[Data extracts Boundary: Start]
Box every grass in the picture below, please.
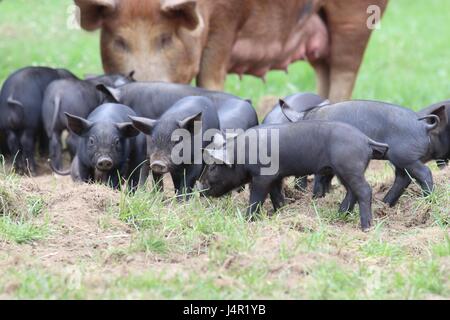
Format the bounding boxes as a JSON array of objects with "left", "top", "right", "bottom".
[
  {"left": 0, "top": 160, "right": 48, "bottom": 244},
  {"left": 1, "top": 0, "right": 450, "bottom": 108},
  {"left": 0, "top": 0, "right": 449, "bottom": 300}
]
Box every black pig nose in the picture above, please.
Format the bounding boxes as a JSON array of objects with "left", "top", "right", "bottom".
[
  {"left": 150, "top": 161, "right": 168, "bottom": 174},
  {"left": 97, "top": 157, "right": 113, "bottom": 171}
]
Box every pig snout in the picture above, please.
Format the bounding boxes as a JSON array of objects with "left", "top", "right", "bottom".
[
  {"left": 150, "top": 160, "right": 169, "bottom": 174},
  {"left": 96, "top": 156, "right": 114, "bottom": 171}
]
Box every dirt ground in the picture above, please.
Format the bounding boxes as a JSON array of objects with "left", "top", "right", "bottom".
[{"left": 0, "top": 153, "right": 448, "bottom": 299}]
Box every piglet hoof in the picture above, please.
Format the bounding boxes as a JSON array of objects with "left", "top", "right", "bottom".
[
  {"left": 382, "top": 196, "right": 398, "bottom": 208},
  {"left": 312, "top": 191, "right": 325, "bottom": 199},
  {"left": 361, "top": 224, "right": 373, "bottom": 233}
]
[Data extracts Boundary: End]
• Task to complete: If the string "above" is in a line of the entries, pick that line out.

• Solution:
Box every black pig nose in the picture above, please.
Box every pig snout in the picture above, please.
Box every dirt ground in the picture above, please.
Box every piglet hoof in the picture above, please.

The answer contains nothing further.